→ Document passage:
● ● ● ● ● ● ●

MORPETH ARMS IN MILLBANK, PIMLICO
Ghosts of prisoners are said to haunt the cellar of this pub. Manager Georgia Stewart believes the spirits have stayed since the 18th Century when prisoners from Millbank Penitentiary were kept there before being shipped to Australia.
"A lot of staff are frightened to go down there because it's so creepy and dark," she said. "Things go missing then reappear in the same place and people have seen cloaked figures walking around." She added that she lives above the pub and has heard knocking late at night.
Barman Checks out the Old Prison Cells under the pub
http://knowledgeoflondon.com/images/barman.jpgAddress:
Morpeth Arms
58 Millbank
Pimlico
Greater London
SW1P 4RW
Telephone: 020 7834 6442
Millbank Prison was a large prison built in Millbank, Pimlico, London. Work started in 1812 and it opened in 1821. It was designed on the Panopticon principle by Jeremy Bentham.
In the Handbook of London in 1850 it was described as....
MILLBANK PRISON. A mass of brickwork equal to a fortress, on the left bank of the Thames, close to Vauxhall Bridge; erected on ground bought in 1799 of the Marquis of Salisbury, and established pursuant to 52 Geo. III., c.44, passed Aug 20th, 1812. It was designed by Jeremy Bentham, to whom the fee-simple of the ground was conveyed, and is said to have cost the enormous sum of half a million sterling. The external walls form an irregular octagon, and enclose upwards of sixteen acres of land. Its ground-plan resembles a wheel, the governor's house occupying a circle in the centre, from which radiate six piles of building, terminating externally in towers. The ground on which it stands is raised but little above the river, and was at one time considered unhealthy. It was first named "The Penitentiary," or "Penitentiary House for London and Middlesex," and was called "The Millbank Prison" pursuant to 6 & 7 of Victoria, c.26. It is the largest prison in London. Every male and female convict sentenced to transportation in Great Britain is sent to Millbank previous to the sentence being executed. Here they remain about three months under the close inspection of the three inspectors of the prison, at the end of which time the inspectors report to the Home Secretary, and recommend the place of transportation. The number of persons in Great Britain and Ireland condemned to transportation every year amounts to about 4000. So far the accommodation of the prison permits, the separate system is adopted. Admission to inspect - order from the Secretary for the Home Department, or the Inspector of Prisons.
It was used for convicts until 1886 and demolished in 1890. the Tate Gallery (now Tate Britain) was built on part of the site that it occupied, opening in 1897.

● ● ● ● ● ● ●

→ Given records:

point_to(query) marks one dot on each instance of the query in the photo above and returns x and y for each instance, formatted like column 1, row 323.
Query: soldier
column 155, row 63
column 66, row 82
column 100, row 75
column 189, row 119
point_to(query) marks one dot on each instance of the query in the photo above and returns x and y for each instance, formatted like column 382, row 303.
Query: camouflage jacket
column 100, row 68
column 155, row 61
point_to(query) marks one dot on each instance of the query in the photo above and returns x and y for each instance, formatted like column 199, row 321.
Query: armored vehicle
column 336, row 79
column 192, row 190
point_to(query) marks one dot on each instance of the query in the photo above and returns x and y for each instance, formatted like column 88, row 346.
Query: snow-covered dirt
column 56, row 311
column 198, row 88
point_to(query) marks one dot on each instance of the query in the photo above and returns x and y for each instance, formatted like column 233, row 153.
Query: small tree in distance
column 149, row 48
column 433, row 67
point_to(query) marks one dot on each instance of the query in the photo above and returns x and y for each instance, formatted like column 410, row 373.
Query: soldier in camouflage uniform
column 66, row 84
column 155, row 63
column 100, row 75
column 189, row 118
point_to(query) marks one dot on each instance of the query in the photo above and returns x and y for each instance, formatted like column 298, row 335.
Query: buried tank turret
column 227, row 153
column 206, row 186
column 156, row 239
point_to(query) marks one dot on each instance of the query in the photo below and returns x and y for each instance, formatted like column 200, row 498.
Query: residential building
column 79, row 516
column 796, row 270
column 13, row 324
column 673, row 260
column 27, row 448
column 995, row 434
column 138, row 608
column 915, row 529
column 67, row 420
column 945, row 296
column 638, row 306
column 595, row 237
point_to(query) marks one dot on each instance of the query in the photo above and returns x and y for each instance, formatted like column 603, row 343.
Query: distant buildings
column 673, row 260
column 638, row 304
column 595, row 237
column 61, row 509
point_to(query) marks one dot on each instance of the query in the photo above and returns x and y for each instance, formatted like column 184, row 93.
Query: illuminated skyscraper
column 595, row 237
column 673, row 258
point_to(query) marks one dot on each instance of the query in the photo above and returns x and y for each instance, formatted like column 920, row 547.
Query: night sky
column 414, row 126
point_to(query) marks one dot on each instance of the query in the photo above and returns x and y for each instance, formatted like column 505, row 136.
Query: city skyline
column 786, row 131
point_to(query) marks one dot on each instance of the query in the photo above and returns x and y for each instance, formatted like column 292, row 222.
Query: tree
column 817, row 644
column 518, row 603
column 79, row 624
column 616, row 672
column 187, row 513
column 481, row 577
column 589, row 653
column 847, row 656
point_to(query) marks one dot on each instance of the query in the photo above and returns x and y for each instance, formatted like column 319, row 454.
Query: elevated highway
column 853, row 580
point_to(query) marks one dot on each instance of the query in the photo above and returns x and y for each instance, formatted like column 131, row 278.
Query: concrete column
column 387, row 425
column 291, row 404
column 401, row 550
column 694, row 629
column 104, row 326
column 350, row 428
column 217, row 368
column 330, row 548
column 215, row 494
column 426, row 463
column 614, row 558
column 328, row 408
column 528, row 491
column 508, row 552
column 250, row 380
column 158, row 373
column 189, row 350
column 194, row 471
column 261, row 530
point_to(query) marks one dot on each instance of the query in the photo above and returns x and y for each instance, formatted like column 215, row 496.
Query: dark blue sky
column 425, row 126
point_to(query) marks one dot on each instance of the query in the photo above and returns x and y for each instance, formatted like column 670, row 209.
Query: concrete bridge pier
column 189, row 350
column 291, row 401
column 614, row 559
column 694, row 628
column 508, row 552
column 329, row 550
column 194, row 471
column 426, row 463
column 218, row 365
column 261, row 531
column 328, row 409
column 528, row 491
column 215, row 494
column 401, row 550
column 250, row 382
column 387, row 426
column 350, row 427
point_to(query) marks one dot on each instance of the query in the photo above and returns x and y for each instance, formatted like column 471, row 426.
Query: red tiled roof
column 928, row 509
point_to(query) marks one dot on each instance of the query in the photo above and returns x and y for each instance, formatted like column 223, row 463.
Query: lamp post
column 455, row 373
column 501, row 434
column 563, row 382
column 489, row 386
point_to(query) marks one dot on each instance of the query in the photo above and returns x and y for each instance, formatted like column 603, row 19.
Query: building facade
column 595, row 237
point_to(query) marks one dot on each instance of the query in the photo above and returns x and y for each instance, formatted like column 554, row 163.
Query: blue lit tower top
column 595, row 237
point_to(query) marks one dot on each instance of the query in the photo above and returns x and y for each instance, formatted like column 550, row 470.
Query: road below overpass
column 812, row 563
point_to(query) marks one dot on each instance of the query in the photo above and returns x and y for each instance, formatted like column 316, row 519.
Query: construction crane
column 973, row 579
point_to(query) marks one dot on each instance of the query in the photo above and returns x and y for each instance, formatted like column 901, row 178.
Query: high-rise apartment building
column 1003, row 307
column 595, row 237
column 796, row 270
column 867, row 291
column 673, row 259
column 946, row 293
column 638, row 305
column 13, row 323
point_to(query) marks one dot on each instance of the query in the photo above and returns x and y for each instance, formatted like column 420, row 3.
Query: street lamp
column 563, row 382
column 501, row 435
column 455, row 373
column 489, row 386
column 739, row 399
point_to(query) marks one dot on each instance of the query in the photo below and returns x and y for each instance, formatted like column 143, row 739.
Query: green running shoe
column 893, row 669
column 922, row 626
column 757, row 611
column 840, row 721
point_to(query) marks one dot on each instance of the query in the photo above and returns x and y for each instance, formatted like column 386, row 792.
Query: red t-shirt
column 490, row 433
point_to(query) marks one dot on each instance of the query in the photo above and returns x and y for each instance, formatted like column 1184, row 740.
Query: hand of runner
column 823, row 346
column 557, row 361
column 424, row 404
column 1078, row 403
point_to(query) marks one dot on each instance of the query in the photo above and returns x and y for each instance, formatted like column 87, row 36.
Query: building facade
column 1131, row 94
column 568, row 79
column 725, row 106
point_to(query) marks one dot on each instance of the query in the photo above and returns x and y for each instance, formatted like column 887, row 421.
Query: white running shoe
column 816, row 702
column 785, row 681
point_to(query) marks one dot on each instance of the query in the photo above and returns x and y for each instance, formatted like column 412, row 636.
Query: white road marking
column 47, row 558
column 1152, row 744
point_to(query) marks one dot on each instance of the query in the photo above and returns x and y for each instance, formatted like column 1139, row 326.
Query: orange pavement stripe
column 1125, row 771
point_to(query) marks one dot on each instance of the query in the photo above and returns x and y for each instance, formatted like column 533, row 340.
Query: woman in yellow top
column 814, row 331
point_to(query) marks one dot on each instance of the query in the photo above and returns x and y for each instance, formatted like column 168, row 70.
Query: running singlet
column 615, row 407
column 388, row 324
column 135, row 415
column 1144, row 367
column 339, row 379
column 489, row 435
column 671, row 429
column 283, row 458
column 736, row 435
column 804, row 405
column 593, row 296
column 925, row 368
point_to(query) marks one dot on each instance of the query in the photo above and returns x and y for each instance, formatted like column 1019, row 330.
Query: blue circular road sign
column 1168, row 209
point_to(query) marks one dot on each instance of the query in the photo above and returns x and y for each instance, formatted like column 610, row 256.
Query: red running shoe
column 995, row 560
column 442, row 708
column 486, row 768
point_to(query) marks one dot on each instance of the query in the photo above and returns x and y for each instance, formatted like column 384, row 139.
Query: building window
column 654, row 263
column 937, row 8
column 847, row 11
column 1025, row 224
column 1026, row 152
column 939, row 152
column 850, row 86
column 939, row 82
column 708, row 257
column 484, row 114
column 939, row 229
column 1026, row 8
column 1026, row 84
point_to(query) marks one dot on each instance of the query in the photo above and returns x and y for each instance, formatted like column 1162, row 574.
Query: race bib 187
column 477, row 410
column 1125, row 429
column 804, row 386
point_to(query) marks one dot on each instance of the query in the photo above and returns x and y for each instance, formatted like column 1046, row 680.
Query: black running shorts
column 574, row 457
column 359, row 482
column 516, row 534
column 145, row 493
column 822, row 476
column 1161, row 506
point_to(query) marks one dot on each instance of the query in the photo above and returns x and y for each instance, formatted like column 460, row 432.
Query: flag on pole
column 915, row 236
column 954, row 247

● ● ● ● ● ● ●

→ To do:
a – From the passage on the Morpeth Arms, write out the words starting with "Barman Checks out" and going on through "was described as....".
b – In the passage on the Morpeth Arms, what year did Millbank Prison open?
The material has nothing to do with the passage on the Morpeth Arms.

→ Answers for the exercise:
a –
Barman Checks out the Old Prison Cells under the pub
http://knowledgeoflondon.com/images/barman.jpgAddress:
Morpeth Arms
58 Millbank
Pimlico
Greater London
SW1P 4RW
Telephone: 020 7834 6442
Millbank Prison was a large prison built in Millbank, Pimlico, London. Work started in 1812 and it opened in 1821. It was designed on the Panopticon principle by Jeremy Bentham.
In the Handbook of London in 1850 it was described as....

b – 1821